= Description of the task =
Reproduce the passage of the Incite Project article starting at the words "Also featuring in" and ending after "into singular objects.".

= Source document =
Harriet Logan of the Incite Project and its curator Tristan Lund on building a collection of images of war, conflict and other challenging themes:

With a large print of Richard Drew’s famous shot of a man falling from the World Trade Centre featuring prominently on the stairs of her home, former photojournalist, and now collector of photography, Harriet Logan wants the rest of the world to see and appreciate some of the more difficult images in photojournalism as large prints displayed on a wall. With the collection she started to build only four years ago, Logan wants to show that “photojournalism is not purely an illustration for text” and to both define and preserve important moments of history and history-in-the-making. In doing so she aims to support photojournalists producing work today. The Incite Project, run by Harriet Logan and her husband, is a private collection of issue-driven photographic prints, motivated by current political and social concerns that are still within our power to change.

Also featuring in Logan’s private collection are: a Tom Stoddart shot from Sarajevo; Josef Koudelka’s photograph of a gypsy with a horse – “that’s one of my favourites, if the house was on fire we’d take that picture,” she says; and work by Diane Arbus, Richard Mosse, Moises Saman and Robert Capa. And in her dream collection she’d like to own Koudelka’s iconic picture of a dog, which she narrowly missed out on at an auction, having stuck diligently to her set budget. Logan and the collection’s curator Tristan Lund, recently spoke to Magnum about the motivation to collect contemporary photojournalism.

Motivation to start a collection

Starting her collection with Dorothea Lange’s Migrant Mother, Logan initially focused on collecting a foundation of exceptional, history-defining, photographs, images that condense major global events into singular objects.

“I hate the word iconic, but it was about collecting the lynchpins of historical photography and documentary photography. I was immediately drawn to Koudelka, Cartier-Bresson and Capa – the ‘godfathers’ of photography, I suppose – and the people that, in my opinion, made images that defined history. That, to me, is the important part of it, particularly now when we live in a world in which everyone is a photographer and history seems to be quite blurred. I’m really interested in the images that are produced almost on a daily basis and how they define the world that we’re living in today.

= Saved entries =
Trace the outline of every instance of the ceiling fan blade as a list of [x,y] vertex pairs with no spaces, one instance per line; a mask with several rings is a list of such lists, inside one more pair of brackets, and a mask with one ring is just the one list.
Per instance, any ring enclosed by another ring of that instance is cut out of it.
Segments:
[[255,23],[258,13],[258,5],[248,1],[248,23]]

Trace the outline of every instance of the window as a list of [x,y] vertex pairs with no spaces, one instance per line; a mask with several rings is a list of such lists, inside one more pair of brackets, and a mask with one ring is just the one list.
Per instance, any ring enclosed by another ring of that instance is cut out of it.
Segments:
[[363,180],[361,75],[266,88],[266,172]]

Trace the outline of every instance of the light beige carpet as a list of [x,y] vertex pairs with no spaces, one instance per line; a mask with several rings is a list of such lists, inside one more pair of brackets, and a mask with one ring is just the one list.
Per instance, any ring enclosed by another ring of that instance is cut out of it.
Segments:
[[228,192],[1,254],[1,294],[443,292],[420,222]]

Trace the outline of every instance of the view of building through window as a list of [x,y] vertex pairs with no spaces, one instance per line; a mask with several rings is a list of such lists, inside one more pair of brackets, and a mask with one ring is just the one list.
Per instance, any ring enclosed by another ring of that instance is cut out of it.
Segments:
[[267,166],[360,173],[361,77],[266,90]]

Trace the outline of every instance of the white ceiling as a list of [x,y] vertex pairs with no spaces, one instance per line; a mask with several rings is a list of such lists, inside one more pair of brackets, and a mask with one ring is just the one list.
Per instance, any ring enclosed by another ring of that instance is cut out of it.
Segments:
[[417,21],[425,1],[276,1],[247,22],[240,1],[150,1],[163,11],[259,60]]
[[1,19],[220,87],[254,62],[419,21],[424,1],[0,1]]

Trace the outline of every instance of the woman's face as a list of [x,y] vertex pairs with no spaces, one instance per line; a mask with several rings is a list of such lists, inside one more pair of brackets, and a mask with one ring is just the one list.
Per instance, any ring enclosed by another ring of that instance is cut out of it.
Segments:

= Result =
Also featuring in Logan’s private collection are: a Tom Stoddart shot from Sarajevo; Josef Koudelka’s photograph of a gypsy with a horse – “that’s one of my favourites, if the house was on fire we’d take that picture,” she says; and work by Diane Arbus, Richard Mosse, Moises Saman and Robert Capa. And in her dream collection she’d like to own Koudelka’s iconic picture of a dog, which she narrowly missed out on at an auction, having stuck diligently to her set budget. Logan and the collection’s curator Tristan Lund, recently spoke to Magnum about the motivation to collect contemporary photojournalism.

Motivation to start a collection

Starting her collection with Dorothea Lange’s Migrant Mother, Logan initially focused on collecting a foundation of exceptional, history-defining, photographs, images that condense major global events into singular objects.